— BEGIN —

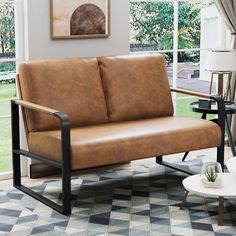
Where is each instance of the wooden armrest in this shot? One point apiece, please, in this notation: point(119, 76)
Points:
point(36, 107)
point(197, 94)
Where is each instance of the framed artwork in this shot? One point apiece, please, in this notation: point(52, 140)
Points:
point(79, 19)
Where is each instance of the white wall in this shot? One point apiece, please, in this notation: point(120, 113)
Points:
point(38, 44)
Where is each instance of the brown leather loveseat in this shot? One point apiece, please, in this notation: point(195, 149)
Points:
point(83, 113)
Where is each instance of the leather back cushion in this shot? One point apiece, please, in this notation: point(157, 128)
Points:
point(136, 87)
point(71, 85)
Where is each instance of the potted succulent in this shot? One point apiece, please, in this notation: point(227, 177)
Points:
point(211, 175)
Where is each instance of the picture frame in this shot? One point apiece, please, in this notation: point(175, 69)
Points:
point(76, 19)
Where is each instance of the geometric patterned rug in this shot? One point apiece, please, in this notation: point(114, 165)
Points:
point(127, 200)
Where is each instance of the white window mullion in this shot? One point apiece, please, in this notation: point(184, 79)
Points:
point(175, 43)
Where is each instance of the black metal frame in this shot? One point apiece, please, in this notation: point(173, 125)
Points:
point(64, 164)
point(220, 149)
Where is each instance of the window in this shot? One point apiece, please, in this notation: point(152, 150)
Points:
point(7, 79)
point(183, 31)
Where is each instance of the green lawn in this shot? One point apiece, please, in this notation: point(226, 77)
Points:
point(7, 92)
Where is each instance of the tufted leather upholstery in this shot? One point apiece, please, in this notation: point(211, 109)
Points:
point(72, 86)
point(136, 87)
point(124, 141)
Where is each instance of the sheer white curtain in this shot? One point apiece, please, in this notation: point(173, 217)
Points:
point(227, 9)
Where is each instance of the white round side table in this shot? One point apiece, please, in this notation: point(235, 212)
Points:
point(194, 185)
point(231, 165)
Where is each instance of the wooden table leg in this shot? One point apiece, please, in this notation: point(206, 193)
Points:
point(184, 200)
point(221, 211)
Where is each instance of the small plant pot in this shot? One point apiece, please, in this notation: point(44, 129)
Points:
point(211, 175)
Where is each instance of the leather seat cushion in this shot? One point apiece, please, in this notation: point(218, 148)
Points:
point(112, 143)
point(72, 86)
point(136, 87)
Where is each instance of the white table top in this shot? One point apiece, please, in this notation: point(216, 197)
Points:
point(228, 189)
point(231, 165)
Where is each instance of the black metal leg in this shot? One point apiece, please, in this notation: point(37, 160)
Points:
point(204, 115)
point(221, 211)
point(229, 135)
point(65, 208)
point(185, 155)
point(15, 145)
point(66, 168)
point(159, 159)
point(183, 204)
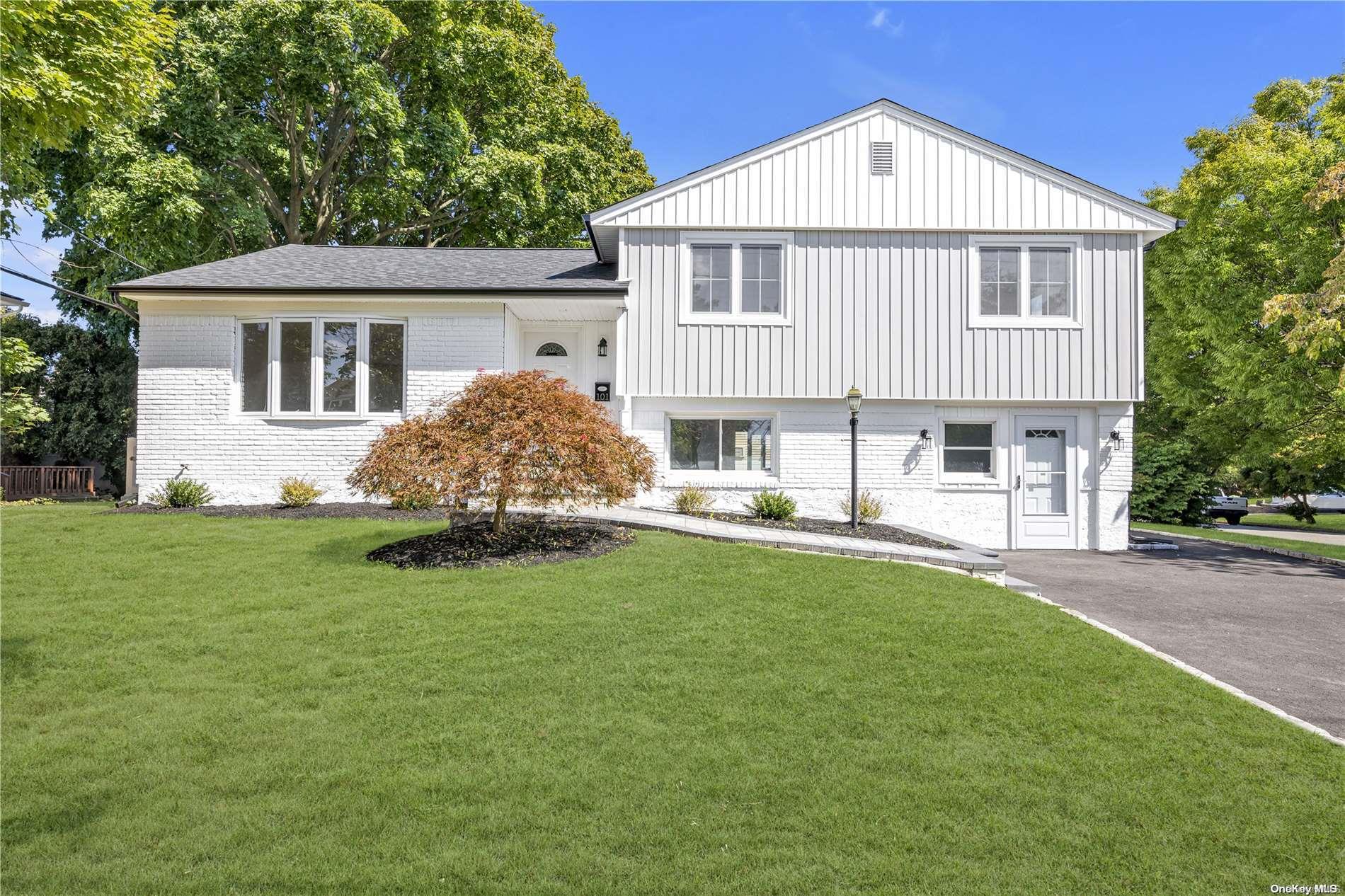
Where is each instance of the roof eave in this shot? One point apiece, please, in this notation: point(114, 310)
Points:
point(618, 288)
point(881, 103)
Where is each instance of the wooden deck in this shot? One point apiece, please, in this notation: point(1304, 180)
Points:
point(46, 482)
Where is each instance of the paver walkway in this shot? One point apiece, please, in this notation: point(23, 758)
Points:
point(962, 560)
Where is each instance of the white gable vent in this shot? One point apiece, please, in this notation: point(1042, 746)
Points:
point(880, 158)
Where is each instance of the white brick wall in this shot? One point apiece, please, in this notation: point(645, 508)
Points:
point(186, 406)
point(814, 466)
point(186, 416)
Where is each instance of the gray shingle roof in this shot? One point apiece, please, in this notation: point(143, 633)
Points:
point(391, 268)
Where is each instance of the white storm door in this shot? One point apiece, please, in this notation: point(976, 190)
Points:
point(1046, 495)
point(551, 352)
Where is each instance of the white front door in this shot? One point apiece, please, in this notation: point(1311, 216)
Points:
point(551, 352)
point(1046, 491)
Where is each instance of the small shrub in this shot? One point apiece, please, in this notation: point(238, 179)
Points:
point(416, 500)
point(296, 491)
point(182, 493)
point(772, 505)
point(693, 500)
point(871, 507)
point(1170, 483)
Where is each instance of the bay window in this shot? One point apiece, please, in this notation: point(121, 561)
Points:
point(322, 366)
point(1024, 283)
point(721, 444)
point(255, 364)
point(735, 277)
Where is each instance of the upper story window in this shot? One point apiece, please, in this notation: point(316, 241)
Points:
point(712, 279)
point(731, 277)
point(322, 366)
point(1024, 283)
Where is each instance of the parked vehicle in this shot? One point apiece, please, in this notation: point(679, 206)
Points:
point(1332, 502)
point(1231, 507)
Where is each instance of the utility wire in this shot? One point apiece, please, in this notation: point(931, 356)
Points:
point(71, 292)
point(45, 251)
point(101, 245)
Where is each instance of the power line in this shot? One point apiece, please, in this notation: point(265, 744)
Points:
point(71, 292)
point(98, 243)
point(80, 233)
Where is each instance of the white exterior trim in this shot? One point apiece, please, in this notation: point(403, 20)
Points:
point(736, 240)
point(720, 478)
point(1152, 219)
point(315, 392)
point(1024, 244)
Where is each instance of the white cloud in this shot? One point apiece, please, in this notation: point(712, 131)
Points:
point(45, 315)
point(880, 21)
point(864, 82)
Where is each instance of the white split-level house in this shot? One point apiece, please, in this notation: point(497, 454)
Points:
point(989, 307)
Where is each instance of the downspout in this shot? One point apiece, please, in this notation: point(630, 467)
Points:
point(1181, 222)
point(597, 251)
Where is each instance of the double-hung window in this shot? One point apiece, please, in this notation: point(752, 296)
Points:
point(740, 444)
point(339, 366)
point(1024, 283)
point(735, 277)
point(968, 451)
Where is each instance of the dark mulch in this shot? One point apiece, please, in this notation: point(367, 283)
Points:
point(351, 510)
point(877, 532)
point(472, 545)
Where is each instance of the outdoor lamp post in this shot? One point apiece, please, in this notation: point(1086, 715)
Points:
point(853, 398)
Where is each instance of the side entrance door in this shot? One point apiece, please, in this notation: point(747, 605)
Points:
point(1046, 482)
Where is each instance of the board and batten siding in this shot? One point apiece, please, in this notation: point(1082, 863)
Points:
point(939, 182)
point(886, 311)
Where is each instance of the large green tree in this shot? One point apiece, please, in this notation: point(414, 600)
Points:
point(1223, 373)
point(67, 67)
point(351, 122)
point(84, 384)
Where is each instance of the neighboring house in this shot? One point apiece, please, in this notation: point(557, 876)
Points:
point(11, 304)
point(989, 307)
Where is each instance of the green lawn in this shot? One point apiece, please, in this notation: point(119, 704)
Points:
point(205, 706)
point(1325, 522)
point(1239, 537)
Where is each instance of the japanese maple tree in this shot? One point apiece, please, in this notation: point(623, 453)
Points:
point(508, 439)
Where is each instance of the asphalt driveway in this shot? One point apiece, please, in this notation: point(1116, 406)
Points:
point(1271, 626)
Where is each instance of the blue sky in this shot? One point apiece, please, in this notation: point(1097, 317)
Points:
point(1103, 91)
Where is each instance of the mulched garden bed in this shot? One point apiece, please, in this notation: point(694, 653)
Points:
point(877, 532)
point(472, 545)
point(350, 510)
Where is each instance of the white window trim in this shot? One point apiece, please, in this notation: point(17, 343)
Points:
point(736, 240)
point(993, 478)
point(316, 369)
point(1024, 319)
point(721, 478)
point(270, 366)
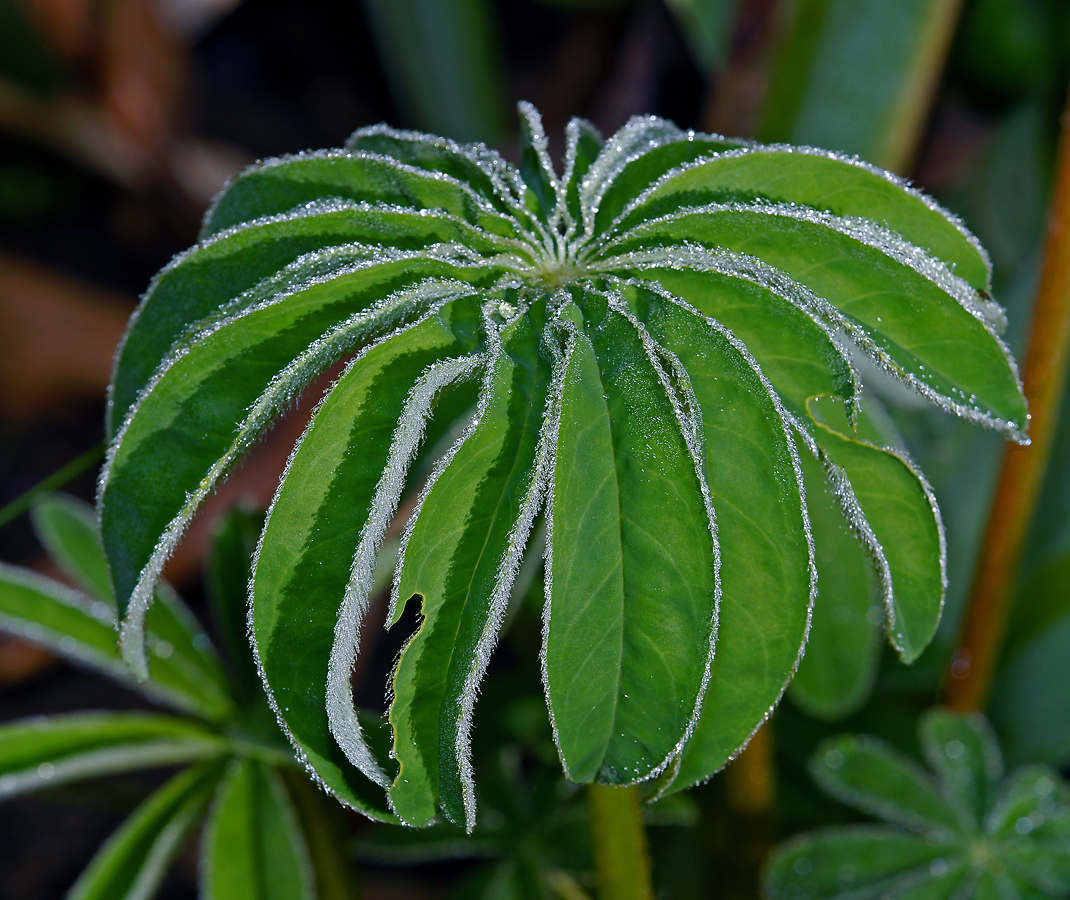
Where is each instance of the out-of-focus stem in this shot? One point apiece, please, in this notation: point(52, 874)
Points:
point(1043, 378)
point(905, 122)
point(749, 779)
point(622, 857)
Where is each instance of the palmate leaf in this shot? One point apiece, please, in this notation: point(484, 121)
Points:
point(966, 834)
point(655, 352)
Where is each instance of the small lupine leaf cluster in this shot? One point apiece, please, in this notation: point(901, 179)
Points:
point(237, 777)
point(963, 830)
point(648, 357)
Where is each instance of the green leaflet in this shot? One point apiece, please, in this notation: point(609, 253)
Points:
point(227, 264)
point(583, 142)
point(899, 521)
point(627, 607)
point(253, 848)
point(184, 658)
point(986, 840)
point(180, 438)
point(83, 630)
point(822, 181)
point(799, 357)
point(443, 63)
point(42, 752)
point(915, 326)
point(654, 360)
point(637, 177)
point(869, 775)
point(473, 165)
point(837, 672)
point(766, 581)
point(893, 52)
point(965, 754)
point(300, 581)
point(67, 529)
point(279, 185)
point(873, 858)
point(227, 581)
point(136, 857)
point(459, 557)
point(535, 166)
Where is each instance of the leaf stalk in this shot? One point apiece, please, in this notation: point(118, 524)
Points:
point(973, 665)
point(622, 856)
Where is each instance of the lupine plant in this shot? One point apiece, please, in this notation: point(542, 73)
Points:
point(968, 832)
point(644, 368)
point(263, 833)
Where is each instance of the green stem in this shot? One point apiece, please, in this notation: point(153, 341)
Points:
point(622, 858)
point(57, 479)
point(1021, 477)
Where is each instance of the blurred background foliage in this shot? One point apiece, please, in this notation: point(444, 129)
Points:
point(119, 121)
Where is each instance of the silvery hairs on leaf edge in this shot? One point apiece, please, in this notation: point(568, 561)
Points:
point(865, 231)
point(839, 483)
point(280, 391)
point(250, 607)
point(508, 565)
point(753, 147)
point(101, 761)
point(786, 425)
point(687, 255)
point(341, 713)
point(478, 200)
point(693, 439)
point(71, 649)
point(505, 179)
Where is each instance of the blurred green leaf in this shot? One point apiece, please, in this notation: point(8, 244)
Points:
point(227, 576)
point(185, 662)
point(976, 836)
point(842, 650)
point(135, 859)
point(41, 752)
point(707, 28)
point(858, 75)
point(442, 59)
point(253, 848)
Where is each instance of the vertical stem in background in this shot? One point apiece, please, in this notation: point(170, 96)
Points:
point(750, 777)
point(622, 857)
point(906, 120)
point(750, 789)
point(1023, 468)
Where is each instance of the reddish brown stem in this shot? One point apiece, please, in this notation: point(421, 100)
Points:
point(973, 665)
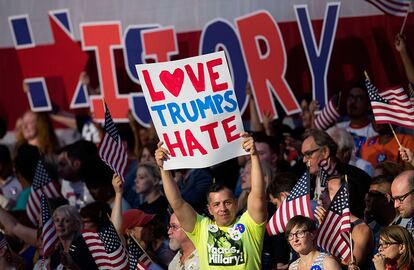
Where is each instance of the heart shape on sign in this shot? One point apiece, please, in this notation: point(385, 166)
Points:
point(173, 82)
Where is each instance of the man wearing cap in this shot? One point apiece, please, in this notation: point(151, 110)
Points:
point(187, 256)
point(226, 242)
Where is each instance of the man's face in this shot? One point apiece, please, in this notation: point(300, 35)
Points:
point(223, 206)
point(266, 153)
point(377, 198)
point(399, 188)
point(312, 154)
point(176, 233)
point(357, 103)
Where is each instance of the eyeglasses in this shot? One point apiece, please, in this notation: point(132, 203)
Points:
point(173, 227)
point(377, 194)
point(386, 245)
point(309, 153)
point(298, 234)
point(401, 198)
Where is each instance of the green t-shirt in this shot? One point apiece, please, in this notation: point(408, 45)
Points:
point(238, 246)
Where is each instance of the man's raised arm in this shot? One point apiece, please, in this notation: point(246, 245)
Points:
point(184, 212)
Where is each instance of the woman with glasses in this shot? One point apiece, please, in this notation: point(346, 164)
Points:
point(395, 249)
point(301, 234)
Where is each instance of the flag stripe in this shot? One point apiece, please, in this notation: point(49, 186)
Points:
point(392, 7)
point(297, 203)
point(392, 106)
point(111, 149)
point(330, 235)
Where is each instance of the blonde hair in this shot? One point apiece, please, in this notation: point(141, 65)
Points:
point(47, 139)
point(400, 235)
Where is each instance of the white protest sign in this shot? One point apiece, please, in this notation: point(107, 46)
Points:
point(194, 110)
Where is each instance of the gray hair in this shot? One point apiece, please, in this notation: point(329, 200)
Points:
point(71, 213)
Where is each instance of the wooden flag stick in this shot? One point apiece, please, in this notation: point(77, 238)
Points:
point(405, 19)
point(103, 103)
point(350, 232)
point(366, 74)
point(339, 101)
point(395, 135)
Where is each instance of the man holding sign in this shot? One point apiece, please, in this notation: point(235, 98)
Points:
point(194, 110)
point(224, 242)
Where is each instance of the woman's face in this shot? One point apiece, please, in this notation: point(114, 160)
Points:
point(390, 249)
point(145, 181)
point(301, 240)
point(143, 235)
point(246, 177)
point(147, 156)
point(29, 129)
point(65, 226)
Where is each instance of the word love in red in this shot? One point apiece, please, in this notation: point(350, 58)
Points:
point(173, 81)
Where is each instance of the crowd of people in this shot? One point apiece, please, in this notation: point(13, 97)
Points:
point(216, 217)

— END —

§ Aim
Copy out the records above, starting with the line containing "Where is each instance of the green leaflet" and going on through the line containing "point(505, 179)", both of those lines included.

§ Solved exercise
Where is each instance of the green leaflet in this shot? One point apiece, please, in this notation: point(609, 253)
Points:
point(227, 264)
point(583, 142)
point(899, 521)
point(627, 607)
point(253, 848)
point(184, 658)
point(986, 840)
point(180, 438)
point(83, 630)
point(822, 181)
point(799, 357)
point(443, 63)
point(42, 752)
point(915, 326)
point(654, 360)
point(637, 177)
point(869, 775)
point(473, 165)
point(837, 672)
point(766, 581)
point(893, 52)
point(965, 754)
point(300, 581)
point(67, 529)
point(279, 185)
point(873, 858)
point(227, 581)
point(136, 857)
point(459, 557)
point(535, 166)
Where is each instance of the leaf stalk in this shot? One point apiece, please, in this notation: point(118, 524)
Points:
point(973, 665)
point(622, 856)
Where is each instance of the lupine plant in this shot? One point apiece, please, in this notation: point(542, 73)
Points:
point(968, 832)
point(644, 368)
point(263, 833)
Where is each instance of the green stem in this shot? One point apiece, please, in this notation: point(153, 341)
Points:
point(622, 858)
point(57, 479)
point(1021, 477)
Where is each instance of the blurred background foliage in this shot? One point apiece, please, in this notation: point(444, 129)
Points:
point(119, 121)
Where is each instance of the silvery hairs on leaf edge in this shot? One point apiece, please, in this notation: point(568, 561)
Points:
point(865, 231)
point(839, 483)
point(280, 391)
point(250, 607)
point(508, 565)
point(753, 147)
point(101, 761)
point(786, 425)
point(687, 255)
point(341, 713)
point(478, 200)
point(693, 439)
point(71, 649)
point(505, 179)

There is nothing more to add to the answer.